--- Brief ---
Reproduce the listing below line for line, with no changes.

===== The records

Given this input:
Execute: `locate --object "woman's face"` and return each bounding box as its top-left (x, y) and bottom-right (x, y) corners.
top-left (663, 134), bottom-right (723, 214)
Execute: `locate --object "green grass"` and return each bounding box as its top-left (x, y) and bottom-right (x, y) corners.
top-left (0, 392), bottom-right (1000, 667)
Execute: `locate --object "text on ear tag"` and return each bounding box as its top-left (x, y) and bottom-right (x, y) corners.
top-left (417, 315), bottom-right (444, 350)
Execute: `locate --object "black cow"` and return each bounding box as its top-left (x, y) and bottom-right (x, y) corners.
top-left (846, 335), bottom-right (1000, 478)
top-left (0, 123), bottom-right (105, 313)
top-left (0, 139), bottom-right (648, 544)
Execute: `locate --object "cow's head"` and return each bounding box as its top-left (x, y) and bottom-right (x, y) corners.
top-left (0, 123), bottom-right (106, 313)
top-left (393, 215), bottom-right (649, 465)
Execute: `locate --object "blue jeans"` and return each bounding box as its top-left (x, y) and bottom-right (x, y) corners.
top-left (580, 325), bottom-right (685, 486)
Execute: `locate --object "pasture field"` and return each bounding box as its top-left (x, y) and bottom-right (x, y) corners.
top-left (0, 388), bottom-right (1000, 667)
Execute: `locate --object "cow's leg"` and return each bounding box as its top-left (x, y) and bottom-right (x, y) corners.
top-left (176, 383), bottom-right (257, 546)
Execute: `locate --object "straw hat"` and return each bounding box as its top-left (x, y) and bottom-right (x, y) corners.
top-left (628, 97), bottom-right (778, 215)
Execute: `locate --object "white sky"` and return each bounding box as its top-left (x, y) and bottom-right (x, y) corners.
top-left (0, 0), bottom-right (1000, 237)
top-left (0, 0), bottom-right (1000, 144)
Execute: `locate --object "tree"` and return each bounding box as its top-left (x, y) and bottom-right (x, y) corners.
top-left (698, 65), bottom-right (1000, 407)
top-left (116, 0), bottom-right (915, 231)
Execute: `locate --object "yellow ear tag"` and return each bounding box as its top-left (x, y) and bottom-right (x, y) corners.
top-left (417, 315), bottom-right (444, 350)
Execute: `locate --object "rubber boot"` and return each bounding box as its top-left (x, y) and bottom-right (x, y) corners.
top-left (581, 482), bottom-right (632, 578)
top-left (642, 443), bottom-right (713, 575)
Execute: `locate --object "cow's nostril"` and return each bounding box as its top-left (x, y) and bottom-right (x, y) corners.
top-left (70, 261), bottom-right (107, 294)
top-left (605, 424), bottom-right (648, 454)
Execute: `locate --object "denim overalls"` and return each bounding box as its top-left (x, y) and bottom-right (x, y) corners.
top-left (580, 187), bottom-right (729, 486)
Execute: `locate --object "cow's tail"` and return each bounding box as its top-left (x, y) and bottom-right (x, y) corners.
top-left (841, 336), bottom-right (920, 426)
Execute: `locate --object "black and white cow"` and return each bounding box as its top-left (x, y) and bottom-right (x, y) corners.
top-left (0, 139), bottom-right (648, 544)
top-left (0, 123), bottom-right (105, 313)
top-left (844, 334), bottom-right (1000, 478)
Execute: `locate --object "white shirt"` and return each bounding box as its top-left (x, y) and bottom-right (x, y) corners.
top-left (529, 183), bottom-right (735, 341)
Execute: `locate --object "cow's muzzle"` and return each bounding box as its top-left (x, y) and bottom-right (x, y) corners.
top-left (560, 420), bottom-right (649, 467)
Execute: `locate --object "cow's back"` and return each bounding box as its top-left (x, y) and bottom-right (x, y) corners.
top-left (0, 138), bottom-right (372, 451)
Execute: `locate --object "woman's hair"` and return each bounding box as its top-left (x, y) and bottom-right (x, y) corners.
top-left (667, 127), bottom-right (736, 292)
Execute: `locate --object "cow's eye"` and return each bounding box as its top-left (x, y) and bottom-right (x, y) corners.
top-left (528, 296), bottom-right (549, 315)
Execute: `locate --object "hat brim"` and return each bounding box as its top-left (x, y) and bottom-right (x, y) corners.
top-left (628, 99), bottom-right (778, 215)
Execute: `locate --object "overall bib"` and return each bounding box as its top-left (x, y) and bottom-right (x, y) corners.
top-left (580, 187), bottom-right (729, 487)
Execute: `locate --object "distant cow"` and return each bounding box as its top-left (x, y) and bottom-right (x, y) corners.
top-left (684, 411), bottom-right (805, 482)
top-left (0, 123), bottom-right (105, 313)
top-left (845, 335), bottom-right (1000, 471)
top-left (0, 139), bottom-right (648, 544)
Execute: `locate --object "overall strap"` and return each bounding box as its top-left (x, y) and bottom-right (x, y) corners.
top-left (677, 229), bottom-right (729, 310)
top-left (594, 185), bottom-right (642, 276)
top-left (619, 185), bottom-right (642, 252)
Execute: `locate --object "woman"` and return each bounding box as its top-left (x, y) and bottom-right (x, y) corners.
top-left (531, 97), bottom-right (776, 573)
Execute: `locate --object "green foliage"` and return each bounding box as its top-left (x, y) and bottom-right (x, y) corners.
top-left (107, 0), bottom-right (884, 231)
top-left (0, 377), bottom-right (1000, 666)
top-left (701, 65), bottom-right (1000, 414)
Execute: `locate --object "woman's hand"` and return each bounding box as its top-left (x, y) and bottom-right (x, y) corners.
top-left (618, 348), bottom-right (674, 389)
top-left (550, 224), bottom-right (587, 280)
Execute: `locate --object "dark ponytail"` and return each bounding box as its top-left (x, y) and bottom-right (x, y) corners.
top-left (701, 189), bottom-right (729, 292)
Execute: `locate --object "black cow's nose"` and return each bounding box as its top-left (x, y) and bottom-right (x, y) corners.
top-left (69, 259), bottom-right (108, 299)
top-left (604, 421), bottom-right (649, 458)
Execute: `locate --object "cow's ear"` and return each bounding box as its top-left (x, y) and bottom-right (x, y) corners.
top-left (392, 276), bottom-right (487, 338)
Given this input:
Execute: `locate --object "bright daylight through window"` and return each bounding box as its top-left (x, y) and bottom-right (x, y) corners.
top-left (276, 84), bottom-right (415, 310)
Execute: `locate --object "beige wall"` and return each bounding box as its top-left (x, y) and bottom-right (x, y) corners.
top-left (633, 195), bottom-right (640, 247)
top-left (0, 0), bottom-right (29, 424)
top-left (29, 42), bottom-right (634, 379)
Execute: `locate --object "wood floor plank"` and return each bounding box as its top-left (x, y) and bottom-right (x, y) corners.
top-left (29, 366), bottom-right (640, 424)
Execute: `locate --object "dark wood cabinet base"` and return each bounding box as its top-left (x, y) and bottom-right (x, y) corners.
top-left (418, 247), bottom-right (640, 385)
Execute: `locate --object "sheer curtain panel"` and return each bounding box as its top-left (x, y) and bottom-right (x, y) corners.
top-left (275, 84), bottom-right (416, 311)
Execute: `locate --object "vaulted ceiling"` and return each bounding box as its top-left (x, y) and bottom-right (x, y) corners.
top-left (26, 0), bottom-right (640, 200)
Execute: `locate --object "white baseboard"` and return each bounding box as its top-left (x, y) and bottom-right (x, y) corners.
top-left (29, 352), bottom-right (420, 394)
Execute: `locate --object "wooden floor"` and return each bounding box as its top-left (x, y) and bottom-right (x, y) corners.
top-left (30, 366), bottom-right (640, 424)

==========

--- Output of the exercise ---
Given this input:
Execute: `locate --object "woman's face"` and return each bounding box as its top-left (x, y) and bottom-right (x, y) corners.
top-left (663, 134), bottom-right (723, 214)
Execute: `locate --object "green grass"` and return each bounding box as its top-left (x, y) and bottom-right (x, y) corners.
top-left (0, 392), bottom-right (1000, 667)
Execute: `locate --object "text on ear tag"` and return each bounding box as its top-left (x, y) and bottom-right (x, y) corners.
top-left (417, 315), bottom-right (444, 350)
Execute: `locate --object "black cow"` and return each bounding box as its top-left (x, y) and bottom-right (x, y) corners.
top-left (846, 335), bottom-right (1000, 478)
top-left (0, 123), bottom-right (105, 313)
top-left (0, 139), bottom-right (648, 544)
Execute: `locate --object "cow's head"` and return each bounding box as its top-left (x, y) and bottom-right (x, y) corners.
top-left (0, 123), bottom-right (106, 313)
top-left (393, 215), bottom-right (649, 465)
Execute: `locate --object "blue jeans"` and return each bounding box as its top-left (x, y) and bottom-right (x, y) corners.
top-left (580, 325), bottom-right (685, 486)
Execute: `locate --object "pasture field"` and return each bounding box as its top-left (x, y) and bottom-right (x, y) corners.
top-left (0, 388), bottom-right (1000, 667)
Execute: `locate --object "cow's leg"` and return each bounding box as its top-left (x, y) and bottom-right (x, y) corners.
top-left (176, 383), bottom-right (257, 546)
Execute: `locate --object "straw hat"` and return each bounding box as its top-left (x, y) and bottom-right (x, y) corners.
top-left (628, 97), bottom-right (778, 215)
Execute: `locate --object "white sky"` and return each bounding box as its top-left (x, y) and bottom-right (x, y) corners.
top-left (0, 0), bottom-right (1000, 237)
top-left (0, 0), bottom-right (1000, 144)
Execute: `locate --object "tree"` and return each bounding box as its top-left (x, y) and bottom-right (x, y) corners.
top-left (698, 65), bottom-right (1000, 407)
top-left (116, 0), bottom-right (915, 231)
Execute: `locate --object "yellow ear tag"` and return each bounding box as its top-left (x, y) and bottom-right (x, y) corners.
top-left (417, 315), bottom-right (444, 350)
Execute: `locate --object "rubber boot"` and return each bounding box as its top-left (x, y) and bottom-right (x, y) corners.
top-left (581, 482), bottom-right (632, 578)
top-left (642, 443), bottom-right (713, 575)
Execute: `locate --object "cow's nostril"` and return each bounding box as its top-left (x, y) and bottom-right (x, y) corners.
top-left (70, 261), bottom-right (107, 294)
top-left (605, 424), bottom-right (648, 454)
Execute: `locate --object "denim overalls"` and return each bounding box as its top-left (x, y) and bottom-right (x, y) corners.
top-left (580, 187), bottom-right (729, 486)
Execute: `locate --object "cow's tail"` and return each bounding box as its top-left (x, y) and bottom-right (x, y) corners.
top-left (841, 336), bottom-right (920, 426)
Execute: `locate --object "black and white cow"` and return each bounding box as its top-left (x, y) and bottom-right (x, y) corners.
top-left (0, 139), bottom-right (648, 544)
top-left (0, 123), bottom-right (105, 313)
top-left (844, 334), bottom-right (1000, 478)
Execute: `locate --object "white shirt"` and return each bounding box as its top-left (x, y) and bottom-right (x, y) corners.
top-left (529, 183), bottom-right (735, 341)
Execute: `locate --object "cow's muzzle"` and return each bounding box as its top-left (x, y) and bottom-right (x, y) corners.
top-left (560, 420), bottom-right (649, 467)
Execute: `locate --object "cow's back"` and return each bounding box as its top-left (x, y) and bottom-right (x, y) corners.
top-left (0, 138), bottom-right (372, 451)
Execute: `locate --object "woman's hair"` and return each bounding box as its top-left (x, y) and bottom-right (x, y) corners.
top-left (667, 127), bottom-right (736, 292)
Execute: `locate --object "cow's eye"` and return each bounding box as its top-left (x, y) and bottom-right (x, y) corners.
top-left (528, 296), bottom-right (549, 315)
Execute: `locate --object "hat brim"` and return each bounding box as its top-left (x, y) and bottom-right (x, y) corners.
top-left (628, 99), bottom-right (778, 215)
Execute: `locate --object "overall bib"` and return each bounding box as its top-left (x, y) and bottom-right (x, y) corners.
top-left (580, 187), bottom-right (729, 487)
Execute: `locate --object "distant cow"` and return each bounding box as its top-left (x, y) and bottom-right (x, y) corners.
top-left (684, 411), bottom-right (805, 482)
top-left (0, 123), bottom-right (105, 313)
top-left (845, 335), bottom-right (1000, 471)
top-left (0, 139), bottom-right (648, 544)
Execute: `locate --object "overall strap"` and return each bounding box as its top-left (x, y) and bottom-right (x, y) corners.
top-left (677, 229), bottom-right (729, 310)
top-left (594, 185), bottom-right (642, 276)
top-left (619, 185), bottom-right (642, 252)
Execute: `locate --object "woman"` and return each bounding box as its top-left (x, y) and bottom-right (x, y) corners.
top-left (531, 97), bottom-right (776, 573)
Execute: `locate --object "green foliage"` and return each bounding box as its top-left (x, y) and bottom-right (x, y) corners.
top-left (107, 0), bottom-right (884, 231)
top-left (0, 377), bottom-right (1000, 666)
top-left (701, 65), bottom-right (1000, 414)
Execute: `locate --object "woman's hand"` and return each bounding box as its top-left (x, y) and bottom-right (x, y) corners.
top-left (618, 348), bottom-right (674, 389)
top-left (550, 224), bottom-right (587, 280)
Execute: `locate --object "dark ponytail"` and return each bounding box as its top-left (x, y) and bottom-right (x, y) corners.
top-left (701, 189), bottom-right (729, 292)
Execute: `locate --object "black cow's nose"` and return each bounding box as its top-left (x, y) and bottom-right (x, y) corners.
top-left (69, 259), bottom-right (108, 299)
top-left (604, 421), bottom-right (649, 458)
Execute: `locate --object "cow's ear"` and return each bounding box as its top-left (x, y) and bottom-right (x, y) corners.
top-left (392, 276), bottom-right (487, 338)
Given this input:
Execute: `locate --object "bright daylight through window"` and return each bounding box as its top-left (x, y) and bottom-right (x, y) corners.
top-left (276, 84), bottom-right (415, 310)
Execute: `locate --object "beige wall"` and return each bounding box as its top-left (x, y) and bottom-right (x, y) corners.
top-left (633, 195), bottom-right (640, 247)
top-left (0, 0), bottom-right (29, 424)
top-left (29, 42), bottom-right (634, 379)
Execute: `locate --object "wood floor plank"` and return each bounding box as its top-left (x, y) and bottom-right (x, y) corners.
top-left (29, 366), bottom-right (640, 424)
Execute: `locate --object "dark wood cabinet base"` and return each bounding box as its top-left (x, y) and bottom-right (x, y) corners.
top-left (418, 247), bottom-right (640, 385)
Execute: `locate --object "sheer curtain panel"` and return each bounding box as its top-left (x, y) and bottom-right (x, y) corners.
top-left (275, 84), bottom-right (416, 311)
Execute: `locate --object "vaulted ceiling"` and return each bounding box as its top-left (x, y) and bottom-right (x, y) corners.
top-left (26, 0), bottom-right (640, 200)
Execute: `locate --object "white baseboard"` and return each bounding box as its top-left (x, y) and bottom-right (x, y) corners.
top-left (29, 352), bottom-right (420, 394)
Execute: `locate --object "wooden floor"` and return each bounding box as its top-left (x, y) and bottom-right (x, y) corners.
top-left (30, 366), bottom-right (640, 424)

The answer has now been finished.